## WORK INSTRUCTIONS
Scale the records below, from their start through the line that contains "M 265 208 L", and give those lines again with their requests, multiplying every coordinate in the answers by 1.2 and rounding to whole numbers with halves going up. Leave the pictures out.

··········

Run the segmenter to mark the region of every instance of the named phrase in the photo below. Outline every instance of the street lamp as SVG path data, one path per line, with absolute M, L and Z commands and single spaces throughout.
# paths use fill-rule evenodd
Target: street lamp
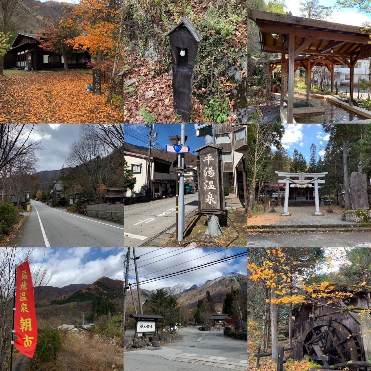
M 265 208 L 267 205 L 267 186 L 268 182 L 264 182 L 264 212 L 265 212 Z

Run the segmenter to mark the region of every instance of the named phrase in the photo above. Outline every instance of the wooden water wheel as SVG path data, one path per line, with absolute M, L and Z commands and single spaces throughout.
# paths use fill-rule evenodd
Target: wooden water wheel
M 328 367 L 352 360 L 361 361 L 362 352 L 357 335 L 331 318 L 309 322 L 303 334 L 303 353 Z

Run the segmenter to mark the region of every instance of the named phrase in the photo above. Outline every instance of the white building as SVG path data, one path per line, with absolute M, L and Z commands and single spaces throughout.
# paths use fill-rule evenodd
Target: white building
M 370 73 L 371 72 L 370 63 L 371 59 L 366 58 L 359 59 L 354 66 L 353 81 L 358 83 L 358 78 L 369 80 Z M 347 65 L 336 65 L 335 68 L 334 80 L 339 85 L 349 85 L 350 82 L 350 69 Z

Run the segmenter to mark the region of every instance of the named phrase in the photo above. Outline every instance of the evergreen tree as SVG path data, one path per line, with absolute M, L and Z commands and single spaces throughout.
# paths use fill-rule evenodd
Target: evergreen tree
M 206 291 L 206 305 L 207 310 L 210 312 L 214 312 L 215 310 L 215 303 L 211 298 L 210 292 L 208 290 Z
M 293 152 L 290 171 L 292 173 L 304 172 L 306 170 L 306 161 L 304 156 L 295 148 Z
M 312 144 L 309 150 L 310 158 L 308 163 L 308 171 L 309 173 L 316 172 L 317 168 L 317 148 L 314 143 Z

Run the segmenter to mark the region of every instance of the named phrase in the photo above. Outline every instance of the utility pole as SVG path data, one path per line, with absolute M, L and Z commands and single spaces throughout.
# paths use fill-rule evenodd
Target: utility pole
M 134 248 L 134 247 L 133 248 Z M 133 296 L 133 290 L 131 289 L 131 284 L 129 283 L 129 286 L 130 288 L 130 293 L 131 294 L 131 299 L 133 301 L 133 305 L 134 306 L 134 310 L 135 311 L 135 313 L 137 313 L 137 307 L 135 306 L 135 302 L 134 301 L 134 297 Z
M 148 124 L 149 126 L 146 125 L 147 127 L 150 128 L 150 141 L 148 144 L 148 160 L 147 161 L 147 194 L 146 198 L 147 201 L 150 200 L 150 183 L 151 179 L 151 150 L 152 147 L 152 130 L 153 129 L 153 124 Z
M 129 281 L 129 263 L 130 260 L 130 248 L 128 247 L 128 252 L 126 254 L 126 271 L 125 272 L 125 283 L 124 285 L 124 334 L 125 334 L 125 313 L 126 312 L 126 292 L 129 286 L 128 282 Z
M 140 257 L 138 256 L 137 258 L 135 256 L 135 249 L 133 247 L 133 256 L 134 257 L 134 266 L 135 269 L 135 278 L 137 279 L 137 289 L 138 292 L 138 300 L 139 301 L 139 310 L 140 311 L 140 314 L 143 314 L 143 308 L 142 308 L 142 301 L 140 297 L 140 290 L 139 289 L 139 280 L 138 279 L 138 270 L 137 266 L 137 259 L 139 259 Z
M 146 125 L 146 128 L 150 129 L 150 135 L 147 135 L 149 139 L 148 143 L 148 160 L 147 160 L 147 175 L 146 177 L 146 184 L 147 185 L 147 193 L 146 198 L 147 201 L 150 200 L 150 196 L 151 196 L 151 190 L 150 187 L 151 184 L 151 168 L 152 164 L 151 162 L 151 151 L 152 145 L 157 145 L 158 143 L 153 143 L 154 138 L 157 137 L 157 133 L 153 131 L 154 124 L 148 124 Z
M 204 128 L 204 144 L 207 144 L 209 143 L 215 144 L 215 136 L 214 135 L 214 124 L 209 125 Z M 232 155 L 233 154 L 232 153 Z M 223 175 L 222 175 L 222 176 Z M 200 185 L 199 184 L 198 185 Z M 223 188 L 220 192 L 224 192 Z M 219 217 L 213 214 L 207 214 L 207 229 L 205 233 L 205 234 L 209 236 L 220 236 L 221 231 L 219 227 Z
M 180 144 L 184 145 L 186 141 L 186 124 L 181 124 L 181 131 L 180 135 Z M 181 163 L 180 166 L 182 169 L 184 167 L 184 154 L 182 153 L 180 155 Z M 179 156 L 178 156 L 179 161 Z M 178 162 L 178 166 L 180 165 Z M 184 219 L 185 213 L 184 212 L 184 173 L 180 173 L 179 177 L 179 213 L 178 216 L 178 241 L 180 242 L 183 240 L 184 228 Z

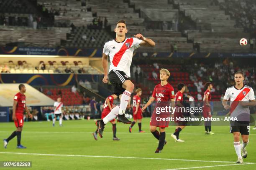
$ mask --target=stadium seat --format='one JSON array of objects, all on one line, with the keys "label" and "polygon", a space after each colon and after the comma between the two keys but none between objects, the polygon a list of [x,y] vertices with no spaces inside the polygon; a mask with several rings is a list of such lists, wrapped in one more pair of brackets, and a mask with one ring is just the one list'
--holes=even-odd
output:
[{"label": "stadium seat", "polygon": [[44,71],[42,70],[38,70],[38,73],[39,74],[44,73]]}]

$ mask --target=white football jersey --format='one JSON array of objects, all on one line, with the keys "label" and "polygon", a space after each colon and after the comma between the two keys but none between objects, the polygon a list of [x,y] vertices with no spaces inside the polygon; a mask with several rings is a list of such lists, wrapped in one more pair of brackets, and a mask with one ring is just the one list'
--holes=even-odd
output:
[{"label": "white football jersey", "polygon": [[60,114],[62,113],[61,108],[63,107],[63,103],[61,102],[54,102],[54,114]]},{"label": "white football jersey", "polygon": [[249,102],[250,100],[255,100],[254,92],[253,88],[246,85],[244,85],[240,90],[237,89],[234,86],[228,88],[223,99],[228,100],[230,99],[230,112],[232,116],[238,117],[240,116],[239,117],[240,118],[238,119],[238,121],[248,121],[248,120],[245,118],[245,117],[242,116],[242,115],[250,114],[249,107],[241,106],[239,104],[239,101]]},{"label": "white football jersey", "polygon": [[141,41],[141,40],[131,38],[125,38],[121,42],[116,42],[115,39],[106,42],[103,53],[109,56],[110,65],[108,72],[112,70],[116,70],[124,72],[131,77],[130,67],[133,51],[140,46]]}]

··········

## EXERCISE ANSWER
Run the segmenter to mark the region of every instance of the named phrase in the photo below. Outline every instance of the street lamp as SVG path data, one path per line, with absolute M, L and Z commands and single spaces throughout.
# paths use fill-rule evenodd
Target: street lamp
M 318 250 L 320 246 L 320 223 L 322 218 L 317 218 L 317 254 L 318 254 Z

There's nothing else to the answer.